# 抜粋
炎上の根拠は、女性の心象を無視した無配慮さそのものにあるのであって、企業側が「実は何を意図していたのか」が、本当に免罪符になるのか?
素敵な男性のために着飾るならともかく
不愉快な上司のために着飾りたい女性は数少ないだろうし
今どき需要だとか職場の花だとかいってるから批判されてるんでしょ
根本的なところが食い違ってるんだからどうにもならないね
結局、売り上げがどうなるか次第よね…。
ただ、ファッションの良否について、が社会的な意見に成り得るのなんて、ビジネスマナーとして決まっている範囲でしかないとは思います。それ以上は踏み込んで良い理由が無い。
炎上商法がゲスい商売なのはわかっている
でもお前らが釣られるからやめられないんだよねーーーーwwwwwwwww
内容はともかくとして、メッセージ性の強い作品ってもう通用しないんかな
これに限らず、伝えたい事を発信したなら謝罪しないで貫いてほしいもんだが
やっぱ商売って難しいもんだね
でも世間が敏感になり過ぎな気がしなくもないけどなぁ
もりおって奴ツイッターでも差別ダーとか男ガーとかバカ女丸出しの発言してるな
ミサンドリー・フェミもほどほどにな
メディアでは男性軽視を揶揄する様な表現が少なくない(男、女性表記・ファブリーズのCM等)のに、
それには無言で女が少しでも小馬鹿にされれば、今回みたいに狂った様に騒ぐ
いつものことだね。仕方ないね。

# データセット項目
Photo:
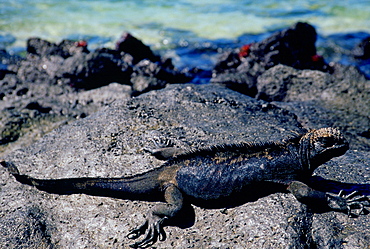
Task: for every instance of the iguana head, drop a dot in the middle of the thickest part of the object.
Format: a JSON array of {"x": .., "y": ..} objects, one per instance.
[{"x": 319, "y": 146}]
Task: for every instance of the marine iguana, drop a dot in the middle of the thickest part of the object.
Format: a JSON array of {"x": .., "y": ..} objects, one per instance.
[{"x": 217, "y": 173}]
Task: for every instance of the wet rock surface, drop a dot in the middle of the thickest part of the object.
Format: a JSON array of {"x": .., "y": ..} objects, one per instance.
[{"x": 111, "y": 142}]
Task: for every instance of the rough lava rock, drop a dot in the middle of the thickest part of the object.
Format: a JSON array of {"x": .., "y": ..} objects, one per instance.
[
  {"x": 320, "y": 99},
  {"x": 294, "y": 46},
  {"x": 111, "y": 142},
  {"x": 42, "y": 91}
]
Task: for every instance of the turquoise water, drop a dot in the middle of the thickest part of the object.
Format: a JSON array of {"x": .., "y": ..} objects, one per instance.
[{"x": 160, "y": 23}]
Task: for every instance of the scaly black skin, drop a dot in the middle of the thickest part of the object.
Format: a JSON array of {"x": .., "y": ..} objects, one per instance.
[{"x": 214, "y": 175}]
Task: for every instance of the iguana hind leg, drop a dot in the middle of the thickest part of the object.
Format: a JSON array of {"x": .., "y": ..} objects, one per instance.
[
  {"x": 152, "y": 228},
  {"x": 340, "y": 202}
]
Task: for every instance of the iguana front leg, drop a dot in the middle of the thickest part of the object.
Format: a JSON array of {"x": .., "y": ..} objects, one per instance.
[
  {"x": 340, "y": 202},
  {"x": 152, "y": 228}
]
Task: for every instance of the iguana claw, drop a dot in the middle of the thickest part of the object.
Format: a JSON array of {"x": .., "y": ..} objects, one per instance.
[
  {"x": 355, "y": 200},
  {"x": 152, "y": 229}
]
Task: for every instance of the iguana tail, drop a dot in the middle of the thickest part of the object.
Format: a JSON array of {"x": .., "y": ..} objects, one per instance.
[{"x": 144, "y": 186}]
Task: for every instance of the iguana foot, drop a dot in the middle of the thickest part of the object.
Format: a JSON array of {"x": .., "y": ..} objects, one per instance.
[
  {"x": 11, "y": 167},
  {"x": 152, "y": 229},
  {"x": 164, "y": 148},
  {"x": 350, "y": 202}
]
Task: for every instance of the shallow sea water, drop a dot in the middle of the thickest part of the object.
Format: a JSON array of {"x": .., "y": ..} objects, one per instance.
[{"x": 179, "y": 29}]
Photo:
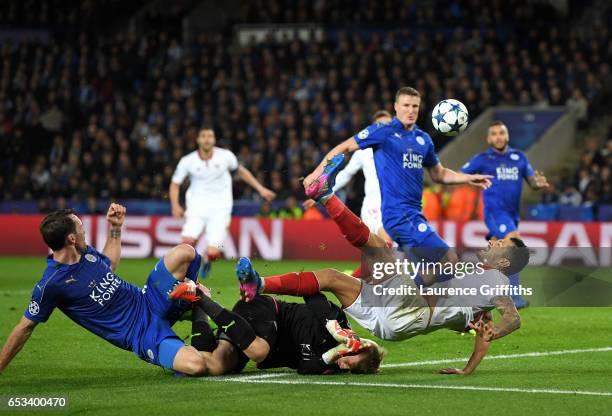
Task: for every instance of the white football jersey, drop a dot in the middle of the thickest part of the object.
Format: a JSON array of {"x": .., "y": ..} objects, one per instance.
[
  {"x": 210, "y": 189},
  {"x": 403, "y": 316},
  {"x": 362, "y": 159},
  {"x": 455, "y": 312}
]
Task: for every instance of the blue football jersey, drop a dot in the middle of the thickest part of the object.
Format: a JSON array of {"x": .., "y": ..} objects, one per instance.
[
  {"x": 400, "y": 157},
  {"x": 90, "y": 294},
  {"x": 508, "y": 170}
]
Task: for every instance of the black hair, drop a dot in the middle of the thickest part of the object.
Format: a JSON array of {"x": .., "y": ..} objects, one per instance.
[
  {"x": 56, "y": 226},
  {"x": 518, "y": 255}
]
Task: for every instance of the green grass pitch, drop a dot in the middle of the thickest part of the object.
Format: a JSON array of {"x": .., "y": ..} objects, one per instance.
[{"x": 63, "y": 359}]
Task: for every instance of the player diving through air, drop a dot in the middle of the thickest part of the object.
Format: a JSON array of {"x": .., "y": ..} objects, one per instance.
[
  {"x": 390, "y": 317},
  {"x": 402, "y": 152}
]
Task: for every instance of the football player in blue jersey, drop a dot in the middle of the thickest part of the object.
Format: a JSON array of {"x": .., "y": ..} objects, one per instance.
[
  {"x": 508, "y": 167},
  {"x": 81, "y": 282},
  {"x": 402, "y": 151}
]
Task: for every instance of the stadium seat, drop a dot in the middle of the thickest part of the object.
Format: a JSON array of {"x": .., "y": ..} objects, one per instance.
[
  {"x": 570, "y": 213},
  {"x": 542, "y": 212},
  {"x": 605, "y": 213}
]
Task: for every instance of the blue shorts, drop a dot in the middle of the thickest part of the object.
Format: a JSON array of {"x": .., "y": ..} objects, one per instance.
[
  {"x": 500, "y": 223},
  {"x": 157, "y": 343},
  {"x": 415, "y": 237}
]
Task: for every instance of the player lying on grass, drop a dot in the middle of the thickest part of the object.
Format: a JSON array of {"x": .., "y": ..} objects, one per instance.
[
  {"x": 313, "y": 337},
  {"x": 82, "y": 283},
  {"x": 404, "y": 316}
]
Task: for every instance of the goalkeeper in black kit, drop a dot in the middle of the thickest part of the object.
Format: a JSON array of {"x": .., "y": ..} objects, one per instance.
[{"x": 313, "y": 337}]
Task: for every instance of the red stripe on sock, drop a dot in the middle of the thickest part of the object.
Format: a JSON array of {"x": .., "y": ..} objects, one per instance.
[
  {"x": 354, "y": 230},
  {"x": 297, "y": 284}
]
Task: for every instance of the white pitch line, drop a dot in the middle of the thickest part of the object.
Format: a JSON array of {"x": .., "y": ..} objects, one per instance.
[
  {"x": 499, "y": 357},
  {"x": 430, "y": 386},
  {"x": 263, "y": 376}
]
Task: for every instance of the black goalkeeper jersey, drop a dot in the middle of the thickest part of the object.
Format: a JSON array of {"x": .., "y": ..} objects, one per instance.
[{"x": 296, "y": 332}]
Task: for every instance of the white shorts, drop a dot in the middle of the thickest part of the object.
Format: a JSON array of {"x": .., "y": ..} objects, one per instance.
[
  {"x": 372, "y": 216},
  {"x": 390, "y": 317},
  {"x": 214, "y": 225}
]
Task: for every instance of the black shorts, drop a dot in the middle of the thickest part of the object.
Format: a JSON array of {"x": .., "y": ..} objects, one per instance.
[{"x": 262, "y": 314}]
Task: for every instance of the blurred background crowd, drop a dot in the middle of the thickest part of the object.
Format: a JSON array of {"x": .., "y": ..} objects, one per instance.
[{"x": 91, "y": 111}]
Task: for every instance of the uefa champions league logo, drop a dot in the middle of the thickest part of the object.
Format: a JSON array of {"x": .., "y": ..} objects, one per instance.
[{"x": 33, "y": 308}]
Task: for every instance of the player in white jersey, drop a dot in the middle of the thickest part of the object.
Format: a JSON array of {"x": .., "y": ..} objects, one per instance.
[
  {"x": 364, "y": 160},
  {"x": 209, "y": 197},
  {"x": 392, "y": 307}
]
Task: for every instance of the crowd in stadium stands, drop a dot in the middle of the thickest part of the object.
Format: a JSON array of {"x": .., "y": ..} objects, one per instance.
[
  {"x": 590, "y": 184},
  {"x": 85, "y": 119}
]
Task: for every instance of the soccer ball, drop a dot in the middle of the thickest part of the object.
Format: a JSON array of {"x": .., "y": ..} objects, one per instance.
[{"x": 449, "y": 117}]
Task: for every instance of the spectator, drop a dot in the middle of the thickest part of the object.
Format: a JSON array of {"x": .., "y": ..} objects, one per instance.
[
  {"x": 570, "y": 196},
  {"x": 578, "y": 105}
]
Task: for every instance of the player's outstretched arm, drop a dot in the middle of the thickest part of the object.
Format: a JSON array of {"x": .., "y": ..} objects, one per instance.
[
  {"x": 16, "y": 340},
  {"x": 445, "y": 176},
  {"x": 511, "y": 321},
  {"x": 173, "y": 194},
  {"x": 112, "y": 249},
  {"x": 347, "y": 146},
  {"x": 247, "y": 176}
]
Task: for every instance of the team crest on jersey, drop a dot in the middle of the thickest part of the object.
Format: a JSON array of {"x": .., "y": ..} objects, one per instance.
[{"x": 33, "y": 308}]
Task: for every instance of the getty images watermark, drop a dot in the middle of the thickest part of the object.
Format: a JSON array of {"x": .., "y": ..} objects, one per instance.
[{"x": 458, "y": 270}]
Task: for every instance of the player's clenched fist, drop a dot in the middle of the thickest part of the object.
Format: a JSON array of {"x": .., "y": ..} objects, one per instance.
[{"x": 116, "y": 215}]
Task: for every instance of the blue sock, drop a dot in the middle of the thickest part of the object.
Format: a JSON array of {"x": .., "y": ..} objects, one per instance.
[
  {"x": 194, "y": 268},
  {"x": 514, "y": 279}
]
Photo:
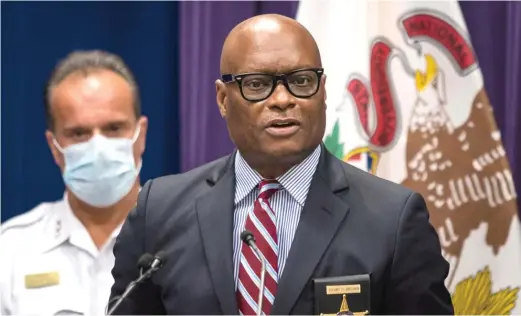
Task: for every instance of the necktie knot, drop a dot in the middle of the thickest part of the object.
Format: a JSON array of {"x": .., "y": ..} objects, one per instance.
[{"x": 267, "y": 188}]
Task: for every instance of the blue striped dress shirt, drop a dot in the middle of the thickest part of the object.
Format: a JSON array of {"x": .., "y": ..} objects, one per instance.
[{"x": 287, "y": 203}]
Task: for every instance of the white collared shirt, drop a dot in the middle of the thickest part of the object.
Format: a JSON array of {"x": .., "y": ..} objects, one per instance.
[{"x": 50, "y": 266}]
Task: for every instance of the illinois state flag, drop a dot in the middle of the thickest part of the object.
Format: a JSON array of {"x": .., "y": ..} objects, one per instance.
[{"x": 406, "y": 102}]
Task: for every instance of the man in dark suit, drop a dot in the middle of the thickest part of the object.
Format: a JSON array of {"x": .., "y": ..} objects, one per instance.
[{"x": 312, "y": 215}]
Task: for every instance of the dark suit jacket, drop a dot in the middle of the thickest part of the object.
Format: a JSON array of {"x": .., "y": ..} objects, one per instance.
[{"x": 352, "y": 223}]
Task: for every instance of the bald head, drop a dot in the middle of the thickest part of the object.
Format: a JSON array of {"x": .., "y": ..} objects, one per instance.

# 依頼
1. 抜粋の「ただ、ファッションの良否につ」から「いつものことだね。仕方ないね。」までの部分を、そのまま書き出してください。
2. 炎上をめぐるコメントの抜粋の続きを書いてください。

# 回答
1.
ただ、ファッションの良否について、が社会的な意見に成り得るのなんて、ビジネスマナーとして決まっている範囲でしかないとは思います。それ以上は踏み込んで良い理由が無い。
炎上商法がゲスい商売なのはわかっている
でもお前らが釣られるからやめられないんだよねーーーーwwwwwwwww
内容はともかくとして、メッセージ性の強い作品ってもう通用しないんかな
これに限らず、伝えたい事を発信したなら謝罪しないで貫いてほしいもんだが
やっぱ商売って難しいもんだね
でも世間が敏感になり過ぎな気がしなくもないけどなぁ
もりおって奴ツイッターでも差別ダーとか男ガーとかバカ女丸出しの発言してるな
ミサンドリー・フェミもほどほどにな
メディアでは男性軽視を揶揄する様な表現が少なくない(男、女性表記・ファブリーズのCM等)のに、
それには無言で女が少しでも小馬鹿にされれば、今回みたいに狂った様に騒ぐ
いつものことだね。仕方ないね。

2.
今回も男性諸兄はしみったれた女どもが少しでも自分達の気に入らないことがあると
目を血走らせて唾を飛ばして喚き散らす様を檻の外から鷹揚に見物して頂きたい。
80みたいなヤツがいるからダメなんだろうな。
性別・職種・職階・年齢を問わず、
エステとジム通いは必須、よれよれは論外、スーツは必ずオーダー、自己満ファッション禁止にしたら、
キラキラ女子()、キラキラ男子()で、みんな美しく()、会社が楽しくなるかも知れない()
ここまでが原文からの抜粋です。